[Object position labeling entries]
------------------------------------------------------------------------

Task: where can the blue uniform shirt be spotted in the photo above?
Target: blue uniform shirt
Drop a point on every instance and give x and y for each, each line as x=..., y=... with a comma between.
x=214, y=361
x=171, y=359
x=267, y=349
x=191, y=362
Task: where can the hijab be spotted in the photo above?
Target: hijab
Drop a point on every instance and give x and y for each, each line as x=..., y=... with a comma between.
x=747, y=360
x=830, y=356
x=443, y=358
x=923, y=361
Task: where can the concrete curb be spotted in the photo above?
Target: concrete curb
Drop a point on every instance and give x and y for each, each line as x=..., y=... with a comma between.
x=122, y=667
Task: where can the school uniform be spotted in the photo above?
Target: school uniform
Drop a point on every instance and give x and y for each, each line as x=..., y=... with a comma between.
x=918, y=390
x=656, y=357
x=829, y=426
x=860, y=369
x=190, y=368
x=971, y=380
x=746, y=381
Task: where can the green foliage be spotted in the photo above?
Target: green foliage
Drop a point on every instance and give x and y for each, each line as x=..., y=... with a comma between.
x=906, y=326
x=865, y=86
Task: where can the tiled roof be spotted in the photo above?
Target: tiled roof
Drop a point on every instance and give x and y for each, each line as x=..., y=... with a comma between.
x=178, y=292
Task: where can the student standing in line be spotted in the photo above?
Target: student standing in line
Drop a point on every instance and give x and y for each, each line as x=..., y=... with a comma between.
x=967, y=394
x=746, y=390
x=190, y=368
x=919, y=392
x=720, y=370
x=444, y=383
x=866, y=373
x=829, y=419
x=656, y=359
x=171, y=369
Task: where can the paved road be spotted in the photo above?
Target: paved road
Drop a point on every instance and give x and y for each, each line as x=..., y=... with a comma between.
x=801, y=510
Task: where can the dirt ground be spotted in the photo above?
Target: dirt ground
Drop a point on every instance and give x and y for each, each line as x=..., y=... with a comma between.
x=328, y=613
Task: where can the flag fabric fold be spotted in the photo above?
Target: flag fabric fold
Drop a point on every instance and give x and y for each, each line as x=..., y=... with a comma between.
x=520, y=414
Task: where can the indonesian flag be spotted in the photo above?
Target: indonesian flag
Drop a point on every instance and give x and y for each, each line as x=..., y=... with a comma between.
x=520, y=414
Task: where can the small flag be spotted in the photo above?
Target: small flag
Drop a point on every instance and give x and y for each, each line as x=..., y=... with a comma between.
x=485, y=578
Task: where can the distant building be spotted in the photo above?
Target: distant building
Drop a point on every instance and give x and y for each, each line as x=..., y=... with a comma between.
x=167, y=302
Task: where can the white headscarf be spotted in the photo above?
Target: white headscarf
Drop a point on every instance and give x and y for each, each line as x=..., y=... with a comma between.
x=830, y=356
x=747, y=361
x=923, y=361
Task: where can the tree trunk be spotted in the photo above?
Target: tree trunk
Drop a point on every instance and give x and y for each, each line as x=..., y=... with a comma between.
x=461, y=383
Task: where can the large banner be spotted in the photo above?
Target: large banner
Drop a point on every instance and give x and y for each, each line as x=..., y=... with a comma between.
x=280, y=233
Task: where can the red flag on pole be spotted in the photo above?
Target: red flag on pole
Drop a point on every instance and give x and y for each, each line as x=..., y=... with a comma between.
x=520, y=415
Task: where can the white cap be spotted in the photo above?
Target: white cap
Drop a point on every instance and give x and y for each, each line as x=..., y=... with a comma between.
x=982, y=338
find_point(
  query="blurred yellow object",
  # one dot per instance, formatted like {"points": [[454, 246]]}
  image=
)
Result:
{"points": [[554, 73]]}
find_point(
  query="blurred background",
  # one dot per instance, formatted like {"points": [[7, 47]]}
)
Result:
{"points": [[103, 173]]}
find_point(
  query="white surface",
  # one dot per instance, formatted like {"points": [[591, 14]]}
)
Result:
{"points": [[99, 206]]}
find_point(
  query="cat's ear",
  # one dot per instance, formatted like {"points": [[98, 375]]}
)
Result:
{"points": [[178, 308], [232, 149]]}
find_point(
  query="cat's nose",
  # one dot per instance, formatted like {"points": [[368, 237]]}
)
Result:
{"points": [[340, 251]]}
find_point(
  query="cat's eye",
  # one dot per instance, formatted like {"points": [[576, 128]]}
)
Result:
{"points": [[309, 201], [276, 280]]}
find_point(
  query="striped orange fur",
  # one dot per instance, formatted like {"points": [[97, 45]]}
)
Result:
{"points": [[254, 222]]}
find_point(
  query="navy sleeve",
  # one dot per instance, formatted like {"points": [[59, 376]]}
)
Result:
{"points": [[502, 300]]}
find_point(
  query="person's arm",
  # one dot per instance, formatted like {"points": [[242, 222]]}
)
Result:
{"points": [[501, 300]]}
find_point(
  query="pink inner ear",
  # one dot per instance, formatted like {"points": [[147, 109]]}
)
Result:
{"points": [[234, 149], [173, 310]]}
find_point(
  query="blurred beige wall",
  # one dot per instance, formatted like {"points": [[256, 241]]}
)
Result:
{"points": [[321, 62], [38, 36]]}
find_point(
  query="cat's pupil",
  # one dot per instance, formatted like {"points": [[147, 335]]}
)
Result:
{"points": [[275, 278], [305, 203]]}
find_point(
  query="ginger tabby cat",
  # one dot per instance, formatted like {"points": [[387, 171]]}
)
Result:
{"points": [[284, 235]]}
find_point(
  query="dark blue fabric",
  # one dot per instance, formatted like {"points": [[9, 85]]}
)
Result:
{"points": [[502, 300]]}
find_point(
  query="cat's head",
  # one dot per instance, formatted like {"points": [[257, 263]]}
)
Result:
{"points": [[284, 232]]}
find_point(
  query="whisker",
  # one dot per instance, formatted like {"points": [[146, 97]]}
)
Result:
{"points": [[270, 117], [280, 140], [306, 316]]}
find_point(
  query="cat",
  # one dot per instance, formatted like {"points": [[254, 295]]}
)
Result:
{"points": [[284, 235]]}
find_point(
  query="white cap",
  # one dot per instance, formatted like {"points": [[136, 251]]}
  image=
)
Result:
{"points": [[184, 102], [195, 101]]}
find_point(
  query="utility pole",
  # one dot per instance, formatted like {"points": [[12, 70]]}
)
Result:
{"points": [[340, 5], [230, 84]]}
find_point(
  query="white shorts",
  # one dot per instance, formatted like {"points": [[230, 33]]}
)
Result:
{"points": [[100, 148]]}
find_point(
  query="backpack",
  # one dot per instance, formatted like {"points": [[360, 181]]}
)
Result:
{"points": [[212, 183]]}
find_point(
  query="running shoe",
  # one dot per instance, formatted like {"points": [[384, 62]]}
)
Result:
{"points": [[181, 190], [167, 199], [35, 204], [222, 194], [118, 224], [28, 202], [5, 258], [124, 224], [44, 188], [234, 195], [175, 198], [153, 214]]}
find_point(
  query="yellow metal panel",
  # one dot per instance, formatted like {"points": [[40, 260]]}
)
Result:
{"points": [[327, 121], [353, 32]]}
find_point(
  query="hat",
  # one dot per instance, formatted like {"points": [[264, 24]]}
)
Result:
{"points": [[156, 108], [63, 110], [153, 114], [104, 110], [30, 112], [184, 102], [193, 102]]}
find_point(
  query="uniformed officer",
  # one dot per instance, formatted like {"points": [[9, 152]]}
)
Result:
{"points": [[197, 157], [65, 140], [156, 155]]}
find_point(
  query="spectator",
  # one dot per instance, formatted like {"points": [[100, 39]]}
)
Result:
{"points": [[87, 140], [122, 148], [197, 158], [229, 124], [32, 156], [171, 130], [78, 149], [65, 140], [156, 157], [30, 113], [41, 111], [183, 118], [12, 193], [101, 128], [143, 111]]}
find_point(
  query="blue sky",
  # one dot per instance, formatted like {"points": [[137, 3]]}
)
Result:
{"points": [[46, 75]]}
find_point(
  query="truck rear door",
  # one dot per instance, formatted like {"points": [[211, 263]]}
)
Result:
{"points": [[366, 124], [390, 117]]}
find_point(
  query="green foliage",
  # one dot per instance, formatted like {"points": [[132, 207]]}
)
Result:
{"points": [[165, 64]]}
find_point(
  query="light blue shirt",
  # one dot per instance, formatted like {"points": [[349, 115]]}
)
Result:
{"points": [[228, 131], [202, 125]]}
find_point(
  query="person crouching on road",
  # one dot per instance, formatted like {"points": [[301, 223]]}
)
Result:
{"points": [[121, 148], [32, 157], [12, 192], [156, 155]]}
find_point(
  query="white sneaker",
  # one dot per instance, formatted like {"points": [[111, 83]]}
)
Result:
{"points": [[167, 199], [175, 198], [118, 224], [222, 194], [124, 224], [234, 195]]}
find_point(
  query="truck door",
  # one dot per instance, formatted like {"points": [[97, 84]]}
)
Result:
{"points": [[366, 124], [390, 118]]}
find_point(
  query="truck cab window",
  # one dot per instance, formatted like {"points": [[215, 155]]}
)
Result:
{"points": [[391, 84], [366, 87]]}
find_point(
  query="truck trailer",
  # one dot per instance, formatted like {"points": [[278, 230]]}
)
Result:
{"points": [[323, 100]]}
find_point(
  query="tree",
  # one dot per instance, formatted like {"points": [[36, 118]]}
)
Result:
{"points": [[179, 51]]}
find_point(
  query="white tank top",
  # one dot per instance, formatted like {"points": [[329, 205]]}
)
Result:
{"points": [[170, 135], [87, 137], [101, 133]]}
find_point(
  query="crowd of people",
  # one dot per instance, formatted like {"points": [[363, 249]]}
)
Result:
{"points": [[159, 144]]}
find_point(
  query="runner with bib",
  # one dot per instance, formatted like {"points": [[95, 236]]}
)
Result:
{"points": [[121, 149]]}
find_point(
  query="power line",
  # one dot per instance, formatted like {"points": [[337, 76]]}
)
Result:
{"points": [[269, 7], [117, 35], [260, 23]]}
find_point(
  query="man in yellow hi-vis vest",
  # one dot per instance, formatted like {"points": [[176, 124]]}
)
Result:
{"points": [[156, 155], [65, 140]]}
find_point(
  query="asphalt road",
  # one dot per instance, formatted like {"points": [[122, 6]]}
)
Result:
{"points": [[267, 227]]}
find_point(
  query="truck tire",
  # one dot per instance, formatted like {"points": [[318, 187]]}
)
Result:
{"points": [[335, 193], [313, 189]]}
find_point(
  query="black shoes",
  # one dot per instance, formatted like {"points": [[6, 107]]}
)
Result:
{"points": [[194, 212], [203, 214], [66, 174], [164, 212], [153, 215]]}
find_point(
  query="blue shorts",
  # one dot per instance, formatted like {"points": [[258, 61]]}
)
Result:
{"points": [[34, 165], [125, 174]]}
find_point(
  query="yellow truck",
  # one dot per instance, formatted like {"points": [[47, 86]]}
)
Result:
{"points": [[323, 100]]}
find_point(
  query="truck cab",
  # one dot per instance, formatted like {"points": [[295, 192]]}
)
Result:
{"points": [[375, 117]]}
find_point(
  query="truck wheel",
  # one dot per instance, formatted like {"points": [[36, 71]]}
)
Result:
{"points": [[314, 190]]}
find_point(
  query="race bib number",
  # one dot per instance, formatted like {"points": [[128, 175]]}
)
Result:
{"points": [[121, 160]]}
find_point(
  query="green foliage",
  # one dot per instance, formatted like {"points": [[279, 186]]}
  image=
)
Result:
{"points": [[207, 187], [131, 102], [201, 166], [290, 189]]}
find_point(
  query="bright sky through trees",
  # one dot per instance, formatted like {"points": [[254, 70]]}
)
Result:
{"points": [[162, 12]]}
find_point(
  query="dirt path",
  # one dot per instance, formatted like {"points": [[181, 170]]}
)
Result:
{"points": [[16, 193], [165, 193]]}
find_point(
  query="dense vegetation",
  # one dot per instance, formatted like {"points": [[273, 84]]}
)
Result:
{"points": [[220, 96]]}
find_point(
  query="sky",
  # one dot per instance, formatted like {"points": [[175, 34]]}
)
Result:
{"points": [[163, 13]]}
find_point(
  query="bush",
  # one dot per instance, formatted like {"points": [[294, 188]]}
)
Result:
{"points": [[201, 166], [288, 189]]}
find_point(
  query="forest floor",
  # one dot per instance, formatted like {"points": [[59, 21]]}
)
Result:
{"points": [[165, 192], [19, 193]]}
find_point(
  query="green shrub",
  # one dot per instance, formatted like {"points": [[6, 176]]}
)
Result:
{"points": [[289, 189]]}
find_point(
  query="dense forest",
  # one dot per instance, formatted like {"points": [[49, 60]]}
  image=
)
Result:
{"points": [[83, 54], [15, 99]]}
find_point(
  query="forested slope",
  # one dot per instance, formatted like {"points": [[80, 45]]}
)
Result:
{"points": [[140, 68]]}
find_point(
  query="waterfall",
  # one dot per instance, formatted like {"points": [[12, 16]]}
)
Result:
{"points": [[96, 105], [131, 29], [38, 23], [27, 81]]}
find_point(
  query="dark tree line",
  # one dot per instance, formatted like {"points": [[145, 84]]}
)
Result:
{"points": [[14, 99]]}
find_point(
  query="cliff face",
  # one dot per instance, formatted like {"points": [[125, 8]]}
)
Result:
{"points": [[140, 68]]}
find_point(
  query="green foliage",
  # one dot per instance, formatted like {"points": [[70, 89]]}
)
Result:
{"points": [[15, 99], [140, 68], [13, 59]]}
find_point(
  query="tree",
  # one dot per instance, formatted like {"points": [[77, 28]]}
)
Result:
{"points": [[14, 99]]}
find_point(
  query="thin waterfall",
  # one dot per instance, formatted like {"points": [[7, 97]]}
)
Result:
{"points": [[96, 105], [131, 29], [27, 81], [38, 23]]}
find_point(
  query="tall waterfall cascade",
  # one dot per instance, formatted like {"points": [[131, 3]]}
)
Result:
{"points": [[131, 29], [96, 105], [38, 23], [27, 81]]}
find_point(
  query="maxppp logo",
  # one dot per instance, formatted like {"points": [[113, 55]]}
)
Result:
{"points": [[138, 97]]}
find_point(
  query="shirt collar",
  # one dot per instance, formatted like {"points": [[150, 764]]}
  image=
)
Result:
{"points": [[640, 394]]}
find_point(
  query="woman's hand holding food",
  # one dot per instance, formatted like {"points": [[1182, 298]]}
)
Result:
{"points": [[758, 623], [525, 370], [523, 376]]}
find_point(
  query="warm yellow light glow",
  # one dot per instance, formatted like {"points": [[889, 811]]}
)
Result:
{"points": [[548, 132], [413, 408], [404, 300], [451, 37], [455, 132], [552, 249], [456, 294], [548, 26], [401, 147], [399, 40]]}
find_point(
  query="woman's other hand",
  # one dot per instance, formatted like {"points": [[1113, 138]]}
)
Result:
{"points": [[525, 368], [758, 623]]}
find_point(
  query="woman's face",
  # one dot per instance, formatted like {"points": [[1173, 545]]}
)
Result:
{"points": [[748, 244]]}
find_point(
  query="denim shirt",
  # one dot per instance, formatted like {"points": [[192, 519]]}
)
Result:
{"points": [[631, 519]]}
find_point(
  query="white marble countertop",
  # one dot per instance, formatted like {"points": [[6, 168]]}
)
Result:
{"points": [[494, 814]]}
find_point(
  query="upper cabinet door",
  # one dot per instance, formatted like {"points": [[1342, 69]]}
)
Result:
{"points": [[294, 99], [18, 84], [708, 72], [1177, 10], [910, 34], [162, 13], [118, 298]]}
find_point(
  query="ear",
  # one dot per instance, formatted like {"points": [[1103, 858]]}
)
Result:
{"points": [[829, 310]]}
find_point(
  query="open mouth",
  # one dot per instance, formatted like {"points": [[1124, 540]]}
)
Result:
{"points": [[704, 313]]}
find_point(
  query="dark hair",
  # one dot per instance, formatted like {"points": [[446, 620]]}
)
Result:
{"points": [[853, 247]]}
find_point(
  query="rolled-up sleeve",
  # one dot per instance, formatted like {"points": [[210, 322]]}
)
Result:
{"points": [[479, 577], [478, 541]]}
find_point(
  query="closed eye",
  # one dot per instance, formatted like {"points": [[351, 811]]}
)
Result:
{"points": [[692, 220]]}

------------------------------------------------------------------------

EXERCISE GOAL:
Lay out as a numbered list every line from the start of the rows through the line containing "x=122, y=667", including both ends, and omit any blank lines.

TASK ANSWER:
1. Task: where can the blue uniform shirt be spotted in the photo above?
2. Target: blue uniform shirt
3. Drop a point on every instance and give x and y for each, each line as x=..., y=... with a comma between.
4. x=214, y=361
5. x=171, y=359
6. x=267, y=349
7. x=191, y=362
8. Task: where can the hijab be spotted in the photo above?
9. Target: hijab
10. Drop a point on every instance and give x and y for each, each line as x=..., y=... with a comma between.
11. x=747, y=360
12. x=830, y=356
13. x=443, y=358
14. x=923, y=361
15. Task: where can the concrete curb be spotted in the photo above?
16. Target: concrete curb
17. Drop a point on every instance and give x and y for each, each line as x=..., y=... with a comma between.
18. x=122, y=667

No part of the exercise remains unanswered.